### Selected extract
The Rise, Fall and Future of Kokoda Tourism

The rise in Kokoda tourism can be traced to former Prime Minister, Paul Keating spontaneously dropping to his knees and kissing the ground at Kokoda on the 50th anniversary of the campaign in 1992.

Keating gesture, and his epic speech, led to the development of a Memorandum of Understanding (MoU) between PNG and Australia[1] regarding the significance of our shared wartime heritage.

It culminated in the opening of a landmark memorial at the Isurava battlesite on the 60th anniversary of the battle for Isurava 10 years later on the 60th anniversary of the battle by his successor, Prime Minister John Howard and PNGs Grand Chief and Prime Minister, Sir Michael Somare.

The subsequent fall in Kokoda tourism has its roots in the discovery of an $8 billion gold and copper deposit at Mt Kodu, adjacent to the Kokoda Trail four years later in 2006.

The discovery precipitated a panic reaction from the Australian Government who, since the opening of the Isurava Memorial, had remained largely ambivalent towards the historic Kokoda Trail.

A public backlash against images of bulldozers carving roads out of virgin jungle adjacent to the Trail and the subsequent pollution of the pristine Ofi Creek which crossed it, snapped them out of their stupor.

While they were asleep at the wheel a mining company, Frontier Resources, had negotiated the necessary approvals for the mine with the PNG Government and landowners at Nauro village.

Nauro was the epitome of a subsistence village. It had been relocated from its wartime location in the Nauro swamp after rumours of sorcery related difference led to half the village moving up to a spur on the southern side of the Maguli Range and the other half moving to a valley between the range and Mt Kodu.

The villagers were destined to a subsistence future as they had never received any assistance from Government.

Their first opportunity to earn some money came with the increase in the number of trekkers passing through their village after the 50th anniversary of the Kokoda campaign in 1992. Their strategic position created an opportunity for a few basic campsites which charged K20 per trekker.

### Provided material
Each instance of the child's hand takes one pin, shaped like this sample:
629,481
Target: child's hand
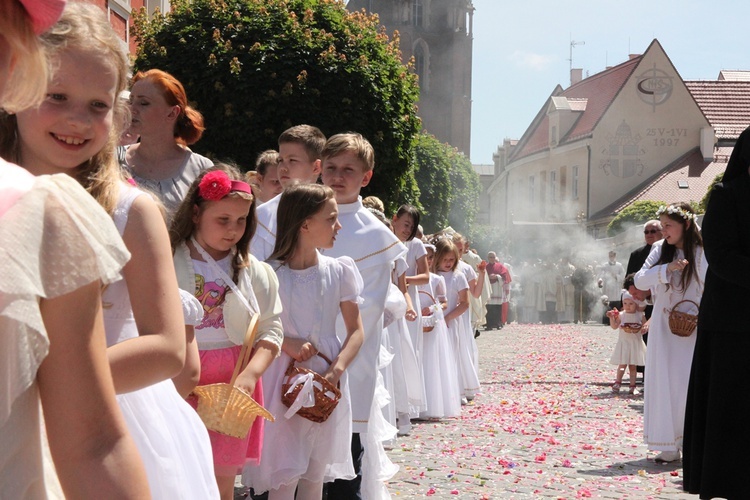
677,265
299,349
246,381
331,376
411,315
613,314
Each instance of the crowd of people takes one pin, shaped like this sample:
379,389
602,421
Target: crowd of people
192,253
134,269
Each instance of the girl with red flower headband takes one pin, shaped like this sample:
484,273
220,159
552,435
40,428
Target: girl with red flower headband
210,235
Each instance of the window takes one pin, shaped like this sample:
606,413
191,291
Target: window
563,182
553,186
419,65
531,189
416,12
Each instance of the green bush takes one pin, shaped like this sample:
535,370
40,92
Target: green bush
448,185
257,67
637,213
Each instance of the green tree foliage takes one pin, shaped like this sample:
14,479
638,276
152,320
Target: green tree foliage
432,173
449,188
257,67
637,213
704,201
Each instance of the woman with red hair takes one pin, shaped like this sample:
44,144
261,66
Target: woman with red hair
162,161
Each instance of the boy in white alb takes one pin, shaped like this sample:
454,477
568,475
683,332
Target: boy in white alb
299,161
348,162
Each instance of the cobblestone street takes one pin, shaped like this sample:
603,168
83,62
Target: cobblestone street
546,426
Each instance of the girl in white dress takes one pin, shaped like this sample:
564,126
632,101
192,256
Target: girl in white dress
300,454
73,132
675,270
408,387
405,224
457,315
210,236
630,350
440,365
55,278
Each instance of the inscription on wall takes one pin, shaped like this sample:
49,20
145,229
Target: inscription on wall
621,155
654,87
665,137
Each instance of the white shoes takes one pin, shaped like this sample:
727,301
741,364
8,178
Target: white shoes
667,456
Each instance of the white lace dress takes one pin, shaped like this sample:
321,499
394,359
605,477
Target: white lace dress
171,438
669,357
296,448
440,363
55,239
460,334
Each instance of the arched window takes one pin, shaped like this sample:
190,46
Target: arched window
417,12
421,53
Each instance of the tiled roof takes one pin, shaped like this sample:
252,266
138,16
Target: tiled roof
591,96
726,104
484,169
738,75
690,168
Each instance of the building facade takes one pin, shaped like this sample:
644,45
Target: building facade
437,34
603,143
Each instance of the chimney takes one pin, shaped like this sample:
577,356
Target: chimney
576,75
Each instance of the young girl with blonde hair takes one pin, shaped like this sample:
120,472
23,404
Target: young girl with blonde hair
75,131
456,313
59,247
314,290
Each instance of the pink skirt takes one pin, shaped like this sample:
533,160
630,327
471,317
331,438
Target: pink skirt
230,454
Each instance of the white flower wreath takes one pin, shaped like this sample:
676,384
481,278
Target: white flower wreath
675,210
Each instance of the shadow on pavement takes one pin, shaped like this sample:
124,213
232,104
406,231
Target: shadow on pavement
640,467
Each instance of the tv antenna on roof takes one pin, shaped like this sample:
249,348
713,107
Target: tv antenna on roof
573,43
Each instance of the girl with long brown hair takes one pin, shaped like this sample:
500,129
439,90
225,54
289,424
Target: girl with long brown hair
674,271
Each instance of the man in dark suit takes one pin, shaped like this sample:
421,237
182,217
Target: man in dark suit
652,234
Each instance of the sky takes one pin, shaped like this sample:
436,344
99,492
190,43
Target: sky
522,47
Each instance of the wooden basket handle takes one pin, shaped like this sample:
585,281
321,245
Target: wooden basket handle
247,348
429,295
686,300
320,354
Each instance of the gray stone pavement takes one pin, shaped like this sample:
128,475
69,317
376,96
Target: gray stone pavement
547,425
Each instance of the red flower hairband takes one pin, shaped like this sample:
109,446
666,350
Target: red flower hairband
216,185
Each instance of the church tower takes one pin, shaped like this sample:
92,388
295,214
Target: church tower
438,34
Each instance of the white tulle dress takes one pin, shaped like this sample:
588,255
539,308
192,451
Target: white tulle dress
171,438
460,334
55,239
440,363
296,448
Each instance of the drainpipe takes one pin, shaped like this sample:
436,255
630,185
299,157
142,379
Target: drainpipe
588,182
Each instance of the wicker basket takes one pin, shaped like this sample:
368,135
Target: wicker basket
681,323
227,409
324,405
631,327
428,321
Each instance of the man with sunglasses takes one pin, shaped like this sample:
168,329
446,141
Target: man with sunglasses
652,234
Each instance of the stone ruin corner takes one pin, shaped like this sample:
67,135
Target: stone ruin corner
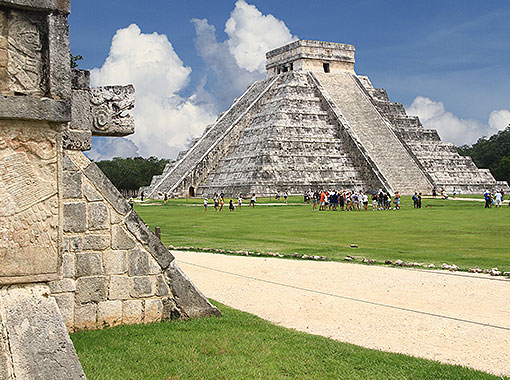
73,253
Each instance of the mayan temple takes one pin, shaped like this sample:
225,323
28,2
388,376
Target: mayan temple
314,123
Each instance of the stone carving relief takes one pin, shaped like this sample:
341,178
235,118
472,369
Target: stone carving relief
29,202
25,65
110,106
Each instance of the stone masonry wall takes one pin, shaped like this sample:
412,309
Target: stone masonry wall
114,269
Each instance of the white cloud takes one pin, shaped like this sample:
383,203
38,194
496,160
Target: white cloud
165,122
452,128
252,34
240,59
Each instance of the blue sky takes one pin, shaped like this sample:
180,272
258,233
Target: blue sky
446,61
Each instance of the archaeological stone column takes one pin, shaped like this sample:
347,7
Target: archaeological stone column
35,107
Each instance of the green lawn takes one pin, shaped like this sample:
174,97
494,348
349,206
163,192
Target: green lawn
453,232
242,346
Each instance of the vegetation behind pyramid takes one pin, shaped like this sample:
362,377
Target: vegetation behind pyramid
313,123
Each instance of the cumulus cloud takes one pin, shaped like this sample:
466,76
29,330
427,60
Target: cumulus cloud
453,129
240,59
251,34
165,121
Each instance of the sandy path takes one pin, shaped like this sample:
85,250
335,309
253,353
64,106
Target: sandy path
320,298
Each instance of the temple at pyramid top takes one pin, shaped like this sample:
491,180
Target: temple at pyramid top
313,123
309,55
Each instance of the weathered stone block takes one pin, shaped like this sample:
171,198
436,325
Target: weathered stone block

### Task requirements
[a] According to the Kokoda tourism article, how much did the basic campsites at Nauro charge each trekker?
[b] Please pick up the Kokoda tourism article after its last sentence and carry it forward.

### Responses in order
[a] K20 per trekker.

[b]
However, the operation of a goldmine on their land offered them a once-in-a-lifetime opportunity to break from the shackles of subsistence living so it was an attractive proposition for them.

In their haste to get on with the job of mining Frontier Resources neglected to consult with the growing number of Kokoda tour companies to allay any fears they might have regarding the environmental protection of the historic wartime Trail.

This led to the backlash which triggered the Australian Government to finally take an interest in the area.

Unfortunately they also failed to consult with Kokoda tour operators in their endeavour to manage the crisis and to be seen to fix the problem.

The approval process for the mine was then challenged by both Governments which resulted in Frontier Resources and local landowners ramping up a local campaign with threats to close the Trail.

They argued that the stoppage of the mine would see the Koiari people along the Trail regarded as ‘cultural zoo’ exhibits. Local villagers said they did not want to be porters for foreign companies for the rest of their lives, and that Australian tour companies were the main beneficiaries of Kokoda tours. They also argued that Australia’s involvement violated PNGs sovereignty[2]

In the meantime the proposed mine had the support of the PNG Chamber of Mines and Petroleum, the president of the Koiari Local Level Government, the Governor of Central Province, and the Vice-Minister for Mining.

The limitations of the PNG Kokoda Track Authority were also exposed as the CEO struggled with a lack of financial support from the Oro and Central Provincial Governments and an ambivalent Australian Government. He also had to deal with increasing corruption among his Board of Directors who were more intent on siphoning money from the KTA to themselves and their wan-toks than in the long-term development of Kokoda tourism.

Frontier Resources initially offered 5% equity and compensation to the landowners as an inducement for their approval. They later upped the ante by proposing that Frontier Resources would give up 2%. Of their equity if the Nauro landowners give up 1% of theirs. This offer would leave the landowners with 4% with a return on 3% to be paid to the Kokoda Track Authority who would be required to invest half of the funds for the preservation of the Trail and half for education for communities across the Trail.[3]

Newspaper reports estimated the return for landowners and the Kokoda Track Authority over the estimated 10-year production of the mine would be in the vicinity of $100 million (K234 million).

Frontier Resources claimed the economic benefits for just one mine would provide more in taxes and royalties to the Papua New Guinea government than all Australian aid and provided the example of the expected royalties and taxes from Ok Tedi in 2007/08 (Media Release, 19 November 2007)[4].

In October 2007, The Hon Malcolm Turnbull MP, then Minister for the Environment, reacted to the proposed mine with an announcement that Australia would provide $16 million (K38 million) to assist PNG to secure a world heritage listing. His successor in the Rudd Labor government, Peter Garrett, confirmed the provision of the money and announced he was ‘fast tracking’ the world heritage application.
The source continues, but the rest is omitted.